** Collected data entries **
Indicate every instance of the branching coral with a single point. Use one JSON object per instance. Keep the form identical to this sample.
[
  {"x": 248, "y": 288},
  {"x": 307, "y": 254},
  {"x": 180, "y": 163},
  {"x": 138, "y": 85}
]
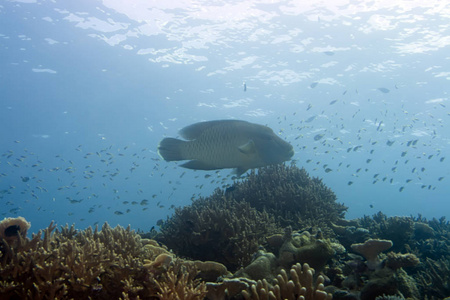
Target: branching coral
[
  {"x": 290, "y": 195},
  {"x": 12, "y": 229},
  {"x": 370, "y": 250},
  {"x": 299, "y": 285},
  {"x": 217, "y": 229},
  {"x": 106, "y": 264}
]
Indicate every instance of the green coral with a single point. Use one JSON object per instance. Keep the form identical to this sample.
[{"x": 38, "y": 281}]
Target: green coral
[
  {"x": 229, "y": 225},
  {"x": 218, "y": 229}
]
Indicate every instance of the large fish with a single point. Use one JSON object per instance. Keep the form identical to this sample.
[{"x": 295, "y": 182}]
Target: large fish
[{"x": 226, "y": 144}]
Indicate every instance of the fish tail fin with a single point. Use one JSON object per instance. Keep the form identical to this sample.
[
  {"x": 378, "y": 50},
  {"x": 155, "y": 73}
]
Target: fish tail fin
[{"x": 170, "y": 149}]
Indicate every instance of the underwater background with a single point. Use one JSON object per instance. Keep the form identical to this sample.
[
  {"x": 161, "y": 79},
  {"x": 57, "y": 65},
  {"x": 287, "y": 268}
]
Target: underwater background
[{"x": 89, "y": 88}]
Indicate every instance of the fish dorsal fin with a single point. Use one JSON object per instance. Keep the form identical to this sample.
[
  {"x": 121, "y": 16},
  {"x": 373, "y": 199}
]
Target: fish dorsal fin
[
  {"x": 193, "y": 131},
  {"x": 248, "y": 148}
]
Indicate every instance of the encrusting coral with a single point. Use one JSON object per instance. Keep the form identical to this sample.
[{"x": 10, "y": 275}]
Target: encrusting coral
[
  {"x": 298, "y": 285},
  {"x": 93, "y": 264}
]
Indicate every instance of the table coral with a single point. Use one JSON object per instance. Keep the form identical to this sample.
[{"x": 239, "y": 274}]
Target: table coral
[{"x": 298, "y": 285}]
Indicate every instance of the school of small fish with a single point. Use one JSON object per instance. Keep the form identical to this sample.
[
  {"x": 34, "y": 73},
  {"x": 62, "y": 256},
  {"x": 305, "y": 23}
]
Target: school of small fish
[{"x": 382, "y": 150}]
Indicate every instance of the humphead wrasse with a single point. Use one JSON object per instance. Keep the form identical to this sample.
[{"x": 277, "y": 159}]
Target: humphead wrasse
[{"x": 225, "y": 144}]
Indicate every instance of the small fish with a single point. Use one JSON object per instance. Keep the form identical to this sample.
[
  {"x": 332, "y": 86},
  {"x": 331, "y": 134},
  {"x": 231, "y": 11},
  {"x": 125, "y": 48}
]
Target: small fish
[
  {"x": 313, "y": 85},
  {"x": 390, "y": 143},
  {"x": 318, "y": 136},
  {"x": 384, "y": 90},
  {"x": 310, "y": 119}
]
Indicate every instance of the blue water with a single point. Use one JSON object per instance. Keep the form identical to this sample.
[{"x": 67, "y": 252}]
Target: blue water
[{"x": 89, "y": 88}]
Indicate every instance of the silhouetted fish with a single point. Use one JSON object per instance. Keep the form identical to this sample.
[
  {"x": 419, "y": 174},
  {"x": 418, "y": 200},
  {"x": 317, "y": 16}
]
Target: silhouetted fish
[{"x": 226, "y": 144}]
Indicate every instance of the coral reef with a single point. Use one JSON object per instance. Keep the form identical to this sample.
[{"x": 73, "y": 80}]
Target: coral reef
[
  {"x": 229, "y": 226},
  {"x": 290, "y": 195},
  {"x": 217, "y": 229},
  {"x": 370, "y": 250},
  {"x": 106, "y": 264},
  {"x": 299, "y": 285},
  {"x": 13, "y": 229}
]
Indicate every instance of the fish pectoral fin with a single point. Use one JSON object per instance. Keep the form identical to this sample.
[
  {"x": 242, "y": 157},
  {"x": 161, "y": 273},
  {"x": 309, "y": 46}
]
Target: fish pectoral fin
[
  {"x": 198, "y": 165},
  {"x": 248, "y": 148}
]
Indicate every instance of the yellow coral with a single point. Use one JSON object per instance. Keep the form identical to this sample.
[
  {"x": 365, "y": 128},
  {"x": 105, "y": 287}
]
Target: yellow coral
[{"x": 300, "y": 286}]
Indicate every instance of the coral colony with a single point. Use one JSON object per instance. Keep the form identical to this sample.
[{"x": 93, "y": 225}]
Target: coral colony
[{"x": 278, "y": 234}]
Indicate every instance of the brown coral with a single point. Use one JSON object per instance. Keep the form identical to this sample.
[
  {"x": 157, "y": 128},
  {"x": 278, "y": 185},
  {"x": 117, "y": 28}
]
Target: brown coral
[
  {"x": 396, "y": 261},
  {"x": 106, "y": 264},
  {"x": 370, "y": 250},
  {"x": 12, "y": 229},
  {"x": 300, "y": 286},
  {"x": 217, "y": 229},
  {"x": 290, "y": 195}
]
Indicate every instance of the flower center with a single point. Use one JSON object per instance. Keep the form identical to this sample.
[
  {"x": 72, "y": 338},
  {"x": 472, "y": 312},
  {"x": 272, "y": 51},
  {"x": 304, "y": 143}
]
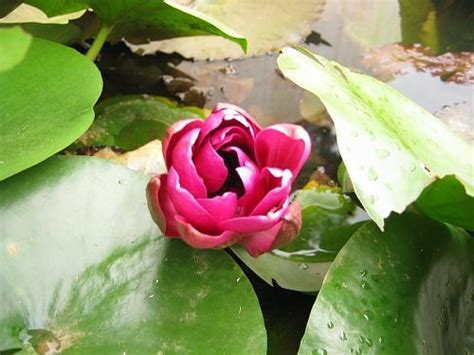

** EXERCISE **
Return all of the records above verbatim, line for line, but omit the pictures.

** COMPLETED EXERCISE **
Indicate every instance of the branching coral with a single point. Use one JSON object per instance. Keep the form identical to this sample.
[
  {"x": 248, "y": 288},
  {"x": 307, "y": 254},
  {"x": 180, "y": 163},
  {"x": 138, "y": 85}
]
Target: branching coral
[
  {"x": 290, "y": 195},
  {"x": 12, "y": 229},
  {"x": 370, "y": 250},
  {"x": 299, "y": 285},
  {"x": 217, "y": 229},
  {"x": 106, "y": 264}
]
Indicate every instance of the green coral with a single point. Use one JSON object per instance. Keep the form identical to this sample.
[{"x": 38, "y": 281}]
Target: green coral
[
  {"x": 229, "y": 225},
  {"x": 218, "y": 229}
]
Indicate every instance of the large fish with a single point. Use one JSON object per instance. Keep the form identical to this sample.
[{"x": 295, "y": 182}]
Target: large fish
[{"x": 226, "y": 144}]
Indicate every instance of the fish tail fin with a single point. Use one JSON object per instance. Keep the form identical to this sample.
[
  {"x": 378, "y": 50},
  {"x": 155, "y": 73}
]
Target: fish tail fin
[{"x": 170, "y": 149}]
Indicate every instance of the underwater background with a single point. Use one JSON object per instance. Keep the form identical to this sample.
[
  {"x": 161, "y": 79},
  {"x": 57, "y": 65},
  {"x": 287, "y": 268}
]
Target: underwater background
[{"x": 89, "y": 88}]
Indicate every instance of the fish dorsal fin with a single point. Use one JSON object per instance. Keep the form identical to this sample.
[
  {"x": 121, "y": 16},
  {"x": 373, "y": 199}
]
Target: fish dorsal fin
[
  {"x": 193, "y": 131},
  {"x": 248, "y": 148}
]
Indicate every instance of the encrusting coral with a single point. Use one JSON object per instance. Keep the form identical to this sample.
[{"x": 10, "y": 275}]
Target: encrusting coral
[
  {"x": 298, "y": 285},
  {"x": 93, "y": 264}
]
Indicate every instance of the table coral with a single point. Use one JSON object per instance. Keep the form identical to this sample.
[{"x": 239, "y": 274}]
Target: table coral
[{"x": 298, "y": 285}]
Indicate every instance of the school of small fish with a single point. Use one JSON object per instance. Keep the form identical to this sample.
[
  {"x": 34, "y": 73},
  {"x": 62, "y": 256},
  {"x": 305, "y": 23}
]
Target: school of small fish
[{"x": 382, "y": 150}]
Indicate every instance of the humphead wrasse with a single point. Use one JSON object per instance. Keep the form identical to this sample.
[{"x": 277, "y": 159}]
Target: humphead wrasse
[{"x": 225, "y": 144}]
Indicate every instance of the small fish with a single point. Use one JSON object per instance. Keep the form identical to this sample.
[
  {"x": 332, "y": 86},
  {"x": 331, "y": 134},
  {"x": 231, "y": 11},
  {"x": 125, "y": 48}
]
Target: small fish
[
  {"x": 313, "y": 85},
  {"x": 390, "y": 143},
  {"x": 318, "y": 136},
  {"x": 384, "y": 90},
  {"x": 310, "y": 119}
]
Indicate every instance of the blue water with a single point. Use one JSON object per instance. Keep the form identical to this sample.
[{"x": 67, "y": 252}]
Target: blue water
[{"x": 89, "y": 88}]
Indicate every instance of the silhouetted fish with a single point. Use one JSON object per instance. Keep the form identical to this sample.
[
  {"x": 419, "y": 174},
  {"x": 418, "y": 200},
  {"x": 317, "y": 16}
]
Target: silhouetted fish
[{"x": 226, "y": 144}]
Indicate every instance of the coral reef with a single point. Use one JSON object per instance. Keep the form identical to this sample.
[{"x": 73, "y": 80}]
Target: coral reef
[
  {"x": 229, "y": 226},
  {"x": 290, "y": 195},
  {"x": 217, "y": 229},
  {"x": 370, "y": 250},
  {"x": 106, "y": 264},
  {"x": 299, "y": 285},
  {"x": 13, "y": 229}
]
Indicate every instance of the fish pectoral fin with a single point. Use one JSON object per instance. Keep the form identical to this sample.
[
  {"x": 242, "y": 157},
  {"x": 161, "y": 273},
  {"x": 309, "y": 46}
]
Target: fish pectoral fin
[
  {"x": 198, "y": 165},
  {"x": 248, "y": 148}
]
Indicate every instance of the yellow coral with a single point. Use one JSON object per instance. Keep the form identical to this sample.
[
  {"x": 365, "y": 128},
  {"x": 105, "y": 287}
]
Target: yellow coral
[{"x": 300, "y": 286}]
Indicate every instance of the coral colony with a single point. Use one JSON object per instance. Keep the form identical to this sample.
[{"x": 93, "y": 225}]
Target: coral colony
[{"x": 278, "y": 234}]
Indicate every instance of the brown coral with a single point. Use one JSON object per instance. Keep the form identical to this sample.
[
  {"x": 157, "y": 128},
  {"x": 278, "y": 185},
  {"x": 117, "y": 28}
]
Target: brown coral
[
  {"x": 396, "y": 261},
  {"x": 106, "y": 264},
  {"x": 370, "y": 250},
  {"x": 12, "y": 229},
  {"x": 300, "y": 286},
  {"x": 217, "y": 229},
  {"x": 290, "y": 195}
]
Indicate every instance of the flower center with a single point. Use one JSON object per instance. Keep the form identical to this sample.
[
  {"x": 72, "y": 338},
  {"x": 472, "y": 312},
  {"x": 272, "y": 51},
  {"x": 304, "y": 143}
]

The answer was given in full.